--- START OF GIVEN RECORDS ---
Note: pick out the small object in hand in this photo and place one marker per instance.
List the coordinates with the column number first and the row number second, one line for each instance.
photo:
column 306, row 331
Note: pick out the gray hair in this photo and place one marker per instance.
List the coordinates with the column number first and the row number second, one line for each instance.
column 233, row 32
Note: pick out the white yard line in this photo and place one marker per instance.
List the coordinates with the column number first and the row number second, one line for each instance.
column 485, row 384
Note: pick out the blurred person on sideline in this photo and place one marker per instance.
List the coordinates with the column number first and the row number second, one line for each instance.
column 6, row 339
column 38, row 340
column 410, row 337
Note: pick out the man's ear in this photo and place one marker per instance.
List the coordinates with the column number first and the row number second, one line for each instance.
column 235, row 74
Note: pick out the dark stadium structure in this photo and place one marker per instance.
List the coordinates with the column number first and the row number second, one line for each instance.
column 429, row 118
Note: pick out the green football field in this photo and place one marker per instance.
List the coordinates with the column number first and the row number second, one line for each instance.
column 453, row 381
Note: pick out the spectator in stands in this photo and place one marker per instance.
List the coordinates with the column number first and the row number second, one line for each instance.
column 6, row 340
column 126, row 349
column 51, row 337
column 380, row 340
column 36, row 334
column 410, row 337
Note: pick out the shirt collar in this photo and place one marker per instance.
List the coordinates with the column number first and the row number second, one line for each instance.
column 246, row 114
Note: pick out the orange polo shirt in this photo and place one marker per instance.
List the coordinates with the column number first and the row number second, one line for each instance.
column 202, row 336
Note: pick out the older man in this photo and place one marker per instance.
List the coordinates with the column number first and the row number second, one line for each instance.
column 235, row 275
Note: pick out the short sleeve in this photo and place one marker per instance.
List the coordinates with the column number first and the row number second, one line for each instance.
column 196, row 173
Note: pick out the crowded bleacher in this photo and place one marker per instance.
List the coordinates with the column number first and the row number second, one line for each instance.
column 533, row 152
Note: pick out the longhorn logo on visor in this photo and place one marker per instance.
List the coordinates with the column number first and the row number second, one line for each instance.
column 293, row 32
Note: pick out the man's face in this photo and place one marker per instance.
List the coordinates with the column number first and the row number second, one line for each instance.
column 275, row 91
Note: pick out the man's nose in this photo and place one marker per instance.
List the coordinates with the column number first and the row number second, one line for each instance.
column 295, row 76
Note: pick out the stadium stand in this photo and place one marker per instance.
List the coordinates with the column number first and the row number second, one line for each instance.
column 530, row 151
--- END OF GIVEN RECORDS ---
▸ TASK INSTRUCTIONS
Copy every item above word for word, from the first line to the last.

▸ THE RESULT
Note: pick out the small object in hand in this photo and place one marker per instance.
List the coordinates with the column number first and the row number second, one line for each instance.
photo:
column 306, row 331
Note: pick out the gray hair in this photo and place one marker per instance.
List the coordinates with the column number first and the row number second, one line for each instance.
column 233, row 32
Note: pick out the white yard line in this photo and place one marker per instance.
List the coordinates with the column number first and the row number second, one line for each instance.
column 485, row 384
Note: pick out the blurred person on sideline in this photo and place one marker per instance.
List the coordinates with the column number first and the row number second, one line for each instance.
column 6, row 339
column 38, row 340
column 410, row 337
Note: pick out the man's ear in this photo and place one marker per instance.
List the coordinates with the column number first and the row number second, one line for each instance.
column 235, row 74
Note: pick out the dark stadium structure in this photo and place one marker per instance.
List the coordinates with the column number first and the row number second, one line for each instance.
column 429, row 118
Note: pick out the green football field in this photo and place one marker per instance.
List the coordinates with the column number first and the row number second, one line for each instance.
column 453, row 381
Note: pick out the spectator in stands in this photo and place one marker per instance.
List the coordinates with the column number first and the row number second, one line for each instance.
column 6, row 340
column 126, row 349
column 51, row 337
column 380, row 340
column 36, row 334
column 410, row 337
Note: pick out the shirt collar in this photo and place one marker per instance.
List the coordinates with the column number first and the row number second, one line for each instance.
column 246, row 114
Note: pick out the orange polo shirt in this photo and place one marker per instance.
List the coordinates with the column number first and the row number second, one line for each instance.
column 202, row 336
Note: pick out the older man in this photo and place one marker per instance.
List the coordinates with the column number first and the row number second, one line for each instance.
column 235, row 275
Note: pick out the short sleeve in this photo and place one marker per instance.
List the coordinates with the column number first and the row number second, one line for each instance.
column 196, row 173
Note: pick out the crowded bleacher in this photo and place one marker per instance.
List the coordinates with the column number first and the row number second, one line for each instance.
column 533, row 152
Note: pick out the longhorn logo on visor in this photo and place one marker per instance.
List the coordinates with the column number first and the row number second, one line for each instance.
column 293, row 32
Note: pick out the man's face in this photo and place one marker per instance.
List the coordinates with the column number first and the row number second, one line for each instance.
column 275, row 91
Note: pick out the man's nose in this photo and place one marker per instance.
List the coordinates with the column number first and the row number second, one line for each instance.
column 295, row 76
Note: pick out the stadium stand in this photo and place one marker per instance.
List the coordinates with the column number first and the row number second, one line for each instance.
column 530, row 151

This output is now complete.